==== Selected passage

To try and show it as a tree a bit better:


One leaf (top node)
00
01
02
03

One subleaf
-->00
   10
   20
   30
01
02
03

Two subleafs
-->00
   10
   20
   30
-->01
   11
   21
   31
02
03

With the above showing how the map goes to the proper place in the tree.

#7

hrmm… one way to do it for, is:



List<int> topIDList;
for(int i = 1; i < 100; i++)
    List newTopIDList;
    for(int j = 1; j < 4; j++)
        foreach (int n in topIDList)
            String newTopIDString;
            sprintf("%d%0id, newTopIDString);
            newTopIDList.Add(int.Parse(newTopIDString));
    topIDList.Append(newTopIDList);

the sprintf bit is a bit tricky, you would probably have to manually make the format string making liberal use of escape charecters. The algorithm basically works by noting that each larger length of strings is just a 1, 2 or 3 appended onto the previous strings.

#8

Uh, duhh… It would help if I included the arguments to the sprintf properly



String newTopIDFormat = "\%d\%0" + i + "d"; //eg, for i = 4, it is "%d%04d
sprintf(newTopIDString, newTopIDFormat, j, n); //So for j = 2, n = 23, it would be 20023
#9

The mappings are bitmasks, but really the main problem with that method is that you would need to store every string you had ever created–and the structure is intended to hold up to the limit countable in a 32 or 64 bit value (so four billion or more.)

#10

This is a reordered base-4 counting system. One way to describe it is: leading zeroes stripped, sorted primarily by length and then lexicographically on the reverse-ordered string. I’m not sure how helpful that is though.

More helpful for counting with these numbers is that within a set of same-length keys, the first digit is counting base-3 (base-4 but skipping zero) and the remaining digits are normal base-4 counting, written least-significant-digit first.

I’m not sure whether this code is any prettier than what you’ve got, but it’s quick anyway.

========
==== Listed entries

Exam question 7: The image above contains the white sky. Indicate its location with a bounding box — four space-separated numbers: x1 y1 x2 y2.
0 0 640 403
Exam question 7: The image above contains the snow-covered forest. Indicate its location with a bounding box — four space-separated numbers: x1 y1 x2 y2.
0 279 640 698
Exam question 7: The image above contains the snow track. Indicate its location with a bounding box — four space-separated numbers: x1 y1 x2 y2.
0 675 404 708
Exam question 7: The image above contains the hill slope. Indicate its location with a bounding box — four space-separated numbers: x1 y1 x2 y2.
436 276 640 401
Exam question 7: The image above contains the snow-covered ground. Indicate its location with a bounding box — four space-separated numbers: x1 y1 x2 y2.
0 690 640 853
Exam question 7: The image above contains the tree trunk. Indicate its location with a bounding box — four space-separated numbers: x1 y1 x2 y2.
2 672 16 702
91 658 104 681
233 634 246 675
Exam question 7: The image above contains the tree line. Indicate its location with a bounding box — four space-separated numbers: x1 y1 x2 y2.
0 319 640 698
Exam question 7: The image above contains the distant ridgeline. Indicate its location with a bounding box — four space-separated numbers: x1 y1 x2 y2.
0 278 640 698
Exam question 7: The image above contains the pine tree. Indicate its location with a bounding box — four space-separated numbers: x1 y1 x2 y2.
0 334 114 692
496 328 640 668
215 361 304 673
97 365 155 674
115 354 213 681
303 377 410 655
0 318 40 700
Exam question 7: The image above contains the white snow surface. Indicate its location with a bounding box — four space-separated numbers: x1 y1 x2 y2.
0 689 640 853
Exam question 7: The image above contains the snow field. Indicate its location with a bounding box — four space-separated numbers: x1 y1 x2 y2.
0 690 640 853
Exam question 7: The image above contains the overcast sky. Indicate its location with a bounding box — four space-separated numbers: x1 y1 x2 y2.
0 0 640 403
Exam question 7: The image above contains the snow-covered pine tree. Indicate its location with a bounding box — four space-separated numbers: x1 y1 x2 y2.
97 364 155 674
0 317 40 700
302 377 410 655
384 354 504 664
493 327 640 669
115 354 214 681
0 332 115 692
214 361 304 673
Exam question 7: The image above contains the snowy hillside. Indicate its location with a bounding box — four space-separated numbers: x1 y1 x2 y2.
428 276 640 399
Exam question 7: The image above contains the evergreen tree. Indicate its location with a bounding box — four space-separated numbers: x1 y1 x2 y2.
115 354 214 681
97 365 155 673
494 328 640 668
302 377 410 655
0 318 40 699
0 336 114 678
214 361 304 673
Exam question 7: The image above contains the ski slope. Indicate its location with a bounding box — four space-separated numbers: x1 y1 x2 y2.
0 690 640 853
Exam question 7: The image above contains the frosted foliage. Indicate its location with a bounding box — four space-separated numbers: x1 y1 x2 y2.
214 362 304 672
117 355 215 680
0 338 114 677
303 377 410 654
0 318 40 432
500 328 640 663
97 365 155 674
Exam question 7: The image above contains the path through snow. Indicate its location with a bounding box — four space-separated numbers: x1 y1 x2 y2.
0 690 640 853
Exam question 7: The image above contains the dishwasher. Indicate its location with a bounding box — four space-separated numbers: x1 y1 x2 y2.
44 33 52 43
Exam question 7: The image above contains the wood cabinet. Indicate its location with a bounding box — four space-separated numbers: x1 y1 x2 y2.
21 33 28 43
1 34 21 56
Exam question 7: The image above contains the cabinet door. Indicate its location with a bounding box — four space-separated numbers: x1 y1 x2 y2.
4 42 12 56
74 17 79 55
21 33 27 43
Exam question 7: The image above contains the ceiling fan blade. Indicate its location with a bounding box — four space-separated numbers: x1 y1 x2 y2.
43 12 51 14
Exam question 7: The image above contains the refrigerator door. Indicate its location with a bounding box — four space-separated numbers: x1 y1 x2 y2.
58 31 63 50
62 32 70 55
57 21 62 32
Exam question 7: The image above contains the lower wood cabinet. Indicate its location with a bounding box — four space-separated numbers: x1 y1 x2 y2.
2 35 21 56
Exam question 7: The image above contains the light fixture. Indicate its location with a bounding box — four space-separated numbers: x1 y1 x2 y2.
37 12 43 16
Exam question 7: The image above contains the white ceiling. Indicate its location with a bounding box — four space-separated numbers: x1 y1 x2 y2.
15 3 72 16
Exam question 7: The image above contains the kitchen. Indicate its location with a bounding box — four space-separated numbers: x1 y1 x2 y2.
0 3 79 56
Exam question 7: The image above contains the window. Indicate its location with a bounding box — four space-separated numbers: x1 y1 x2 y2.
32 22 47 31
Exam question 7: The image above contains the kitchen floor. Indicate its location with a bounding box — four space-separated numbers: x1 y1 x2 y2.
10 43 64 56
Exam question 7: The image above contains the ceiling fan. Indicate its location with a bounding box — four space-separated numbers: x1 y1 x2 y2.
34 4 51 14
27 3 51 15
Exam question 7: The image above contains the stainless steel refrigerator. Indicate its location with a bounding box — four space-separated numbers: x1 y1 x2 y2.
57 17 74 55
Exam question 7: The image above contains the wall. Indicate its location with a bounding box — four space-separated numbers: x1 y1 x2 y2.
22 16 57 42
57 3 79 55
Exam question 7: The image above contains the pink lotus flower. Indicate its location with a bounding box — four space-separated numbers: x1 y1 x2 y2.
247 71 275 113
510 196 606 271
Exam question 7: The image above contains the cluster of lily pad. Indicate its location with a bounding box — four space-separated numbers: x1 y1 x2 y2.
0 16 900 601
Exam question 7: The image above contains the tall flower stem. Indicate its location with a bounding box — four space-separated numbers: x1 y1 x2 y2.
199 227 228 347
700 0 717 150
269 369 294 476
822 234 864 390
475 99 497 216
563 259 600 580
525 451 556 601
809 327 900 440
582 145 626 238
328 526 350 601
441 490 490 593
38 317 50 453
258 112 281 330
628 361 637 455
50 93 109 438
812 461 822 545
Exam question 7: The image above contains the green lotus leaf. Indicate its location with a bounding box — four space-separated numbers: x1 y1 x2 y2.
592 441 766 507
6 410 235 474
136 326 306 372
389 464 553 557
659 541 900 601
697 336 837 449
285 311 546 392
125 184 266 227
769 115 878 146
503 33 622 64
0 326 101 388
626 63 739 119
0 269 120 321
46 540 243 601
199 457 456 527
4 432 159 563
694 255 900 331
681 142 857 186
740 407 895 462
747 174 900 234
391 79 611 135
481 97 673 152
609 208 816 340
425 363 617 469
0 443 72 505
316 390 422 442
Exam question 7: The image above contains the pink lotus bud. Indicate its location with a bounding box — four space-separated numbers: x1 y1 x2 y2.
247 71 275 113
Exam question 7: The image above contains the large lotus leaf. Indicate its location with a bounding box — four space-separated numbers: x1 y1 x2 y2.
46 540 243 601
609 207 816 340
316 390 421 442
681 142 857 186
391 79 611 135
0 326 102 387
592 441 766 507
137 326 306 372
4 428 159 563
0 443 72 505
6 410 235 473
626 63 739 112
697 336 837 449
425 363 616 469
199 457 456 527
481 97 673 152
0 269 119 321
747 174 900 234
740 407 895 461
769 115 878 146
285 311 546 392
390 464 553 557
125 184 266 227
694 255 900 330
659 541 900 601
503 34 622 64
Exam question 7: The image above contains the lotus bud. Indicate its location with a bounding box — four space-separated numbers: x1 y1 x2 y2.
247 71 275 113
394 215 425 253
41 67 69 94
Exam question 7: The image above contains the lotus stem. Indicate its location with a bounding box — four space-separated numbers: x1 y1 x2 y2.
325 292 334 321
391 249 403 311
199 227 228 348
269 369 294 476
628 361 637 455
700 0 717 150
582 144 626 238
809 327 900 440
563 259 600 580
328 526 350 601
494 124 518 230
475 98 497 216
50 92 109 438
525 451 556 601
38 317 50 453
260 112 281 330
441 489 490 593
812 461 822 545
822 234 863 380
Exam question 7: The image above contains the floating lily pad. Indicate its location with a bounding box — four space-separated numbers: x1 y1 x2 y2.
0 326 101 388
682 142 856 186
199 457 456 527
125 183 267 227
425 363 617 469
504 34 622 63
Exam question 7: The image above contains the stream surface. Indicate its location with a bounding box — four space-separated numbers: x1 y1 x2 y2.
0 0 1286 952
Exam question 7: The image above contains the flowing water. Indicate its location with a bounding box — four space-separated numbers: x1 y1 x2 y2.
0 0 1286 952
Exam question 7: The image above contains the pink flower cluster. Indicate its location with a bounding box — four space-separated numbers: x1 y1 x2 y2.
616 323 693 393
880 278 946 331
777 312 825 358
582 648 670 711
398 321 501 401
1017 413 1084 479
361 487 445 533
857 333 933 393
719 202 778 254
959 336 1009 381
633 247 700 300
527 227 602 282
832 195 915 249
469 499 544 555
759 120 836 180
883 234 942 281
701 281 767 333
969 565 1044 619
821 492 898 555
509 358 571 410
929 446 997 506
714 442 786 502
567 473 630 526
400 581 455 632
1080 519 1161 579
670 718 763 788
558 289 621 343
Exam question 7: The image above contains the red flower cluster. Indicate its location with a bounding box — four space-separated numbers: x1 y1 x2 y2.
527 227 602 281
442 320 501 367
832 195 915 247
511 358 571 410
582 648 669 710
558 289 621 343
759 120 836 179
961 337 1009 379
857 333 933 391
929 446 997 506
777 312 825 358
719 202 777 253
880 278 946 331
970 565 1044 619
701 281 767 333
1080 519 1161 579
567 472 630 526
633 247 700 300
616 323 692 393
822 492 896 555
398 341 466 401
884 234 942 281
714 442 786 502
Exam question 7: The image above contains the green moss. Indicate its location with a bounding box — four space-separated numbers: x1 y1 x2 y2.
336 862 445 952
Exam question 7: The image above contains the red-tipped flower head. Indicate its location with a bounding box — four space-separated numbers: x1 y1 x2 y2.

========

▸ **Instruction**: From the tree-numbering thread above, return the passage from "This is a reordered" up to and including "written least-significant-digit first.", copied word for word.

▸ **Completed exercise**:
This is a reordered base-4 counting system. One way to describe it is: leading zeroes stripped, sorted primarily by length and then lexicographically on the reverse-ordered string. I’m not sure how helpful that is though.

More helpful for counting with these numbers is that within a set of same-length keys, the first digit is counting base-3 (base-4 but skipping zero) and the remaining digits are normal base-4 counting, written least-significant-digit first.